[[ Document segment, beginning ]]
Forest in Puerto Rico

Los Tres Picachos State Forest (Spanish: Bosque Estatal de Los Tres Picachos) is one of the 20 forests that make up the public forest system of Puerto Rico. The forest is located in the Central Mountain Range or Cordillera Central, along the Los Tres Picachos mountain ridge, one of the island's highest mountains, named after the distinctive three peaks of the highest mountain in the forest. The state forest is located in the municipalities of Jayuya and Ciales.

== History ==
Los Tres Picachos State Forest was proclaimed and designated on February 16, 1999, through executive order OE-199-10. This proclamation was made thanks to effort and interest from local residents, the municipal administrations of Ciales and Jayuya, and the Guardianes de la Montaña ecological group. Its purpose is to preserve the ecological integrity of the forest terrains from urban development.
[[ Document segment, end ]]
[[ Provided material, beginning ]]
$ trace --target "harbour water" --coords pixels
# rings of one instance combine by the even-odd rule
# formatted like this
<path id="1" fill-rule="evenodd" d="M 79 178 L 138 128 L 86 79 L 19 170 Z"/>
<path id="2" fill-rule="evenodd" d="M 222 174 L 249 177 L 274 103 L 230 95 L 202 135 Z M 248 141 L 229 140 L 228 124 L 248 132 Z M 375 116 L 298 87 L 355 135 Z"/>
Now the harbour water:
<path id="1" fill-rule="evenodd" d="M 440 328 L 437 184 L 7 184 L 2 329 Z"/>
[[ Provided material, end ]]
• _The task_
List the parties whose effort and interest the forest article credits for the proclamation of the state forest. The lines above have nothing to do with the forest article.

• _Completed exercise_
- Local residents
- The municipal administrations of Ciales and Jayuya
- The Guardianes de la Montaña ecological group